§ WHAT IS EXPECTED: Copy each entry below exactly.

§ SOURCE MATERIAL:

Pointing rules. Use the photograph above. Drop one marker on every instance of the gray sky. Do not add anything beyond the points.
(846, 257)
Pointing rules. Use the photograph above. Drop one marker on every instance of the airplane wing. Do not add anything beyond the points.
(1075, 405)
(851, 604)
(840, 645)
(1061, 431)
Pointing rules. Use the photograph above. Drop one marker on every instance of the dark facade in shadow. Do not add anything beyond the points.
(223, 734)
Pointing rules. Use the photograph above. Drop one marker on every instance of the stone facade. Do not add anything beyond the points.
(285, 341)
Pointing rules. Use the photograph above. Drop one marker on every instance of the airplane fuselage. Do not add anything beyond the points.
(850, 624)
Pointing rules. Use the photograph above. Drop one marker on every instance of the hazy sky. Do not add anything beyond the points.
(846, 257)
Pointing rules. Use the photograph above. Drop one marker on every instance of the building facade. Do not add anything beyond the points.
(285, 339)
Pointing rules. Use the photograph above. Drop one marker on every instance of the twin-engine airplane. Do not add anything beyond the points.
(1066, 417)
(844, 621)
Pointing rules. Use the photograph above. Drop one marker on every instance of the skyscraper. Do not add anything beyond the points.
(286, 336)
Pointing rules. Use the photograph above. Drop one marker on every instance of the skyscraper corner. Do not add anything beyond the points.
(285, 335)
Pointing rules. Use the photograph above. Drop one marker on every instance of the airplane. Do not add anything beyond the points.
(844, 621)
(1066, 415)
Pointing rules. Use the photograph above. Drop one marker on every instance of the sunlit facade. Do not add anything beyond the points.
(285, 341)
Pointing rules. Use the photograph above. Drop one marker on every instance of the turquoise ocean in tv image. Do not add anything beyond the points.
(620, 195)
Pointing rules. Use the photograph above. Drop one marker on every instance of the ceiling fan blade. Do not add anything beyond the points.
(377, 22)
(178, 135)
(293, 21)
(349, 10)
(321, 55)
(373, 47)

§ EXERCISE ANSWER:
Pointing rules. Use the photograph above. Drop one marker on every instance of the gray sky. Do not add anything beyond the points.
(846, 257)
Pointing rules. Use the photograph above. Drop one marker on every instance of the airplane wing. Do not add anything beyond the points.
(1075, 405)
(851, 604)
(840, 645)
(1061, 431)
Pointing rules. Use the photograph above. Drop one marker on every instance of the dark facade in shadow. Do not add anything beyond the points.
(223, 734)
Pointing rules. Use the photograph above. Drop one marker on every instance of the stone facade. Do not add anything beyond the points.
(285, 341)
Pointing rules. Use the photograph above. Drop one marker on every instance of the airplane fuselage. Do not add anything beyond the points.
(850, 624)
Pointing rules. Use the photograph above. Drop one marker on every instance of the hazy sky. Do not add anything beyond the points.
(846, 257)
Pointing rules. Use the photograph above. Drop one marker on every instance of the building facade. Do not add anything beyond the points.
(285, 339)
Pointing rules. Use the photograph above. Drop one marker on every instance of the twin-engine airplane. Do not add anything beyond the points.
(1066, 417)
(844, 621)
Pointing rules. Use the photograph above. Drop one marker on every instance of the skyscraper. Do not add anything beyond the points.
(286, 336)
Pointing rules. Use the photograph above. Drop one marker on every instance of the skyscraper corner. Do not add anything beyond the points.
(285, 335)
Pointing rules. Use the photograph above. Drop one marker on every instance of the airplane. Do not add anything beyond the points.
(844, 621)
(1066, 415)
Pointing rules. Use the photograph above. Drop one marker on every instance of the sunlit facade. Do not add anything beyond the points.
(285, 341)
Pointing rules. Use the photograph above. Drop one marker on every instance of the turquoise ocean in tv image. Do not add anything beyond the points.
(620, 195)
Pointing rules. Use the photograph above. Drop one marker on every instance of the ceiling fan blade. Do not add anything beyond the points.
(377, 22)
(178, 135)
(293, 21)
(349, 10)
(321, 55)
(373, 47)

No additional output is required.